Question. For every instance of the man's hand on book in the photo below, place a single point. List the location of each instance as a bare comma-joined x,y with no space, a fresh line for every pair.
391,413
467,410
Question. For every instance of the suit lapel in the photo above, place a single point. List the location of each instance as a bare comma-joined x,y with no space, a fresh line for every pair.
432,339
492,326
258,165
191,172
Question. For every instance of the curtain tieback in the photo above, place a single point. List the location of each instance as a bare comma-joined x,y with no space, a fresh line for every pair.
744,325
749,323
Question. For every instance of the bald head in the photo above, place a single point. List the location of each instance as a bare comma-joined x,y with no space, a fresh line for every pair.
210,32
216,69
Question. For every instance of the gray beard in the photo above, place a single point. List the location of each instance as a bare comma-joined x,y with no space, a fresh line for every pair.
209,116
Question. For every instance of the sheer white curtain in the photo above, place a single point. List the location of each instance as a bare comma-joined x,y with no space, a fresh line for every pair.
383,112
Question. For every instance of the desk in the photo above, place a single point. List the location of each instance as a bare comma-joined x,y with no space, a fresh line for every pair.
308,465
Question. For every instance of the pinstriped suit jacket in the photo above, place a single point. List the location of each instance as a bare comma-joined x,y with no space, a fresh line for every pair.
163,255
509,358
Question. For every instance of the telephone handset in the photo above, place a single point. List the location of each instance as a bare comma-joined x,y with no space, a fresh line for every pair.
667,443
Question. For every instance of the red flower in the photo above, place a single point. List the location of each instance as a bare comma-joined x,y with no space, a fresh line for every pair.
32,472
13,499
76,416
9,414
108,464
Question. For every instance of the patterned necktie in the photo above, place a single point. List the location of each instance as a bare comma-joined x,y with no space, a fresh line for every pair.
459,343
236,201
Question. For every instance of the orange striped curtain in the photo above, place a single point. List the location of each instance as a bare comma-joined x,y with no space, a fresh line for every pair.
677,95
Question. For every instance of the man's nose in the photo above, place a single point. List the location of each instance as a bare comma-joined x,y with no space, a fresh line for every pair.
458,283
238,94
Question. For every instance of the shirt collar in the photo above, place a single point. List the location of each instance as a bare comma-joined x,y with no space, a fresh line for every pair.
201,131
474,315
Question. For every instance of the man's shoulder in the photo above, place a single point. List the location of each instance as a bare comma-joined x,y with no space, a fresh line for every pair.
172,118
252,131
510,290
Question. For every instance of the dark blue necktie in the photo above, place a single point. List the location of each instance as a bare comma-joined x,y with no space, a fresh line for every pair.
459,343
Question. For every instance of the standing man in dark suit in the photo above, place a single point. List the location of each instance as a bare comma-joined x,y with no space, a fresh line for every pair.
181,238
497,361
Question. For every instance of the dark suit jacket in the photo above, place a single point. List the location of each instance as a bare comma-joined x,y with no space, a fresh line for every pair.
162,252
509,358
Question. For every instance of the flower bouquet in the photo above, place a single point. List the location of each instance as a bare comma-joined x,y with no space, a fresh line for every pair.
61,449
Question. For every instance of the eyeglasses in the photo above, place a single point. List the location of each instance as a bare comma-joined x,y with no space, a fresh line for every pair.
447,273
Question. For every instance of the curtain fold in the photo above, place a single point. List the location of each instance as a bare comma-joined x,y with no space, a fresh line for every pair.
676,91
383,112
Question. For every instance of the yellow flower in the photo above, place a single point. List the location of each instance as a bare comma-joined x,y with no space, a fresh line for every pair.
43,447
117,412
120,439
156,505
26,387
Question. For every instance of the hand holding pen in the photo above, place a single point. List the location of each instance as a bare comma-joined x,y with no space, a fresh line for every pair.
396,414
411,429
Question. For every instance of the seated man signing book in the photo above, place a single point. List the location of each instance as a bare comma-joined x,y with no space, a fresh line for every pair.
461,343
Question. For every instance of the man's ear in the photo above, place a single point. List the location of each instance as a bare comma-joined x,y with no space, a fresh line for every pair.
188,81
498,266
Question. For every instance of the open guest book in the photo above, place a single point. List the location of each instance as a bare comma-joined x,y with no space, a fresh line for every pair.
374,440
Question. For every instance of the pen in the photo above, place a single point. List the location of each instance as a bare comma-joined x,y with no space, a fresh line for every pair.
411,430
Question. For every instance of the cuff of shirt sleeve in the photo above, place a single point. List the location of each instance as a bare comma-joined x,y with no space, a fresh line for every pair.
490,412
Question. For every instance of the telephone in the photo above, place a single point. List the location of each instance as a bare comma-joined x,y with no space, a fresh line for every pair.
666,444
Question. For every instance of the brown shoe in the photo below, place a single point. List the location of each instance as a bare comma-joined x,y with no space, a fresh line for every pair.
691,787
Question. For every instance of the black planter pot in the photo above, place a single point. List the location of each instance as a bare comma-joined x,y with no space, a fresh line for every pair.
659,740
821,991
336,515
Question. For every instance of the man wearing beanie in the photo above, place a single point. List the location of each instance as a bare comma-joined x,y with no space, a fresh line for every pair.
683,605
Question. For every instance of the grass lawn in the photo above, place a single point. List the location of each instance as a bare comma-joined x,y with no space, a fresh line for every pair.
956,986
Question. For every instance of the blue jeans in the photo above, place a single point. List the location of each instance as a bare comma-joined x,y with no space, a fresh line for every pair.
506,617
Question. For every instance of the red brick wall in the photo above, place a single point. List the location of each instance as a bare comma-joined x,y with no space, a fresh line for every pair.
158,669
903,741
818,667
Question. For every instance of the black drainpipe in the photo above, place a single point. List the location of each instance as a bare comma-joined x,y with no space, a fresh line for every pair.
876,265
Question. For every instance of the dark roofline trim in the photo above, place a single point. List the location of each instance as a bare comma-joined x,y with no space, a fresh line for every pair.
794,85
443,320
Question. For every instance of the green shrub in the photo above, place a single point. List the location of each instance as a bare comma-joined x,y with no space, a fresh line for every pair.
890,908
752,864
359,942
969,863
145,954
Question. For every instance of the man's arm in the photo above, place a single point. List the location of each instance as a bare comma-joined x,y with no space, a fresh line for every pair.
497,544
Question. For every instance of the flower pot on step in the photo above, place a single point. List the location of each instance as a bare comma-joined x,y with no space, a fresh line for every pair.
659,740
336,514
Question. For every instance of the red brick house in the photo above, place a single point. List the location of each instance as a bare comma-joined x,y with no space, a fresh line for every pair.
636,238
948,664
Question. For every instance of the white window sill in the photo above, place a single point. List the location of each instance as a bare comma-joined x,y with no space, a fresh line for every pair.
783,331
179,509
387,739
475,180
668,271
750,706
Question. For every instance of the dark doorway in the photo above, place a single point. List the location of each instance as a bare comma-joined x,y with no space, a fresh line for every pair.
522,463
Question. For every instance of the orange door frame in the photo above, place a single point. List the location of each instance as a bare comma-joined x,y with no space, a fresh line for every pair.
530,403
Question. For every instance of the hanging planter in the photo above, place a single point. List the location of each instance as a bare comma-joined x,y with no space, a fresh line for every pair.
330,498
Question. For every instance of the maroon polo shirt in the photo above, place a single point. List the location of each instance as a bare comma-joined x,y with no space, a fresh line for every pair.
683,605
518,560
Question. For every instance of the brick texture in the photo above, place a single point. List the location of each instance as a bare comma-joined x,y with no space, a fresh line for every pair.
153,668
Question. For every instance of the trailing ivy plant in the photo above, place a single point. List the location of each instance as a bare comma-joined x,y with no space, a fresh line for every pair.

WHAT YOU HAVE TO DO:
Locate "Question. For every instance of the orange door" in the data above. Then repeat, exactly, its line and each line after it through the last, adding nothing.

FINISHED EXERCISE:
Question. For every instance of the orange door frame in the photo above, place a single point. List the location of each instance as a bare comma-joined x,y with no space, a fresh line for every pair.
530,403
Question. For every instance of the hanging planter in the photo above, place a single point. List the location of each instance as a bare comma-joined x,y with no space, a fresh line for every pair.
330,498
Question. For every instance of the maroon polo shirt in the photo above, place a single point. List the location of each instance as a bare comma-joined x,y with no space, a fresh line for every pair.
683,605
518,560
Question. For every instance of the brick texture in the photo above, place a single point. List the location of each instance as a bare comma-joined x,y with no space, a fresh line for every pair.
153,668
Question. For every instance of the trailing ivy plant in the photo above, place a single point. List the location of each instance as a bare comma-joined x,y with no space, a fresh line for every pair.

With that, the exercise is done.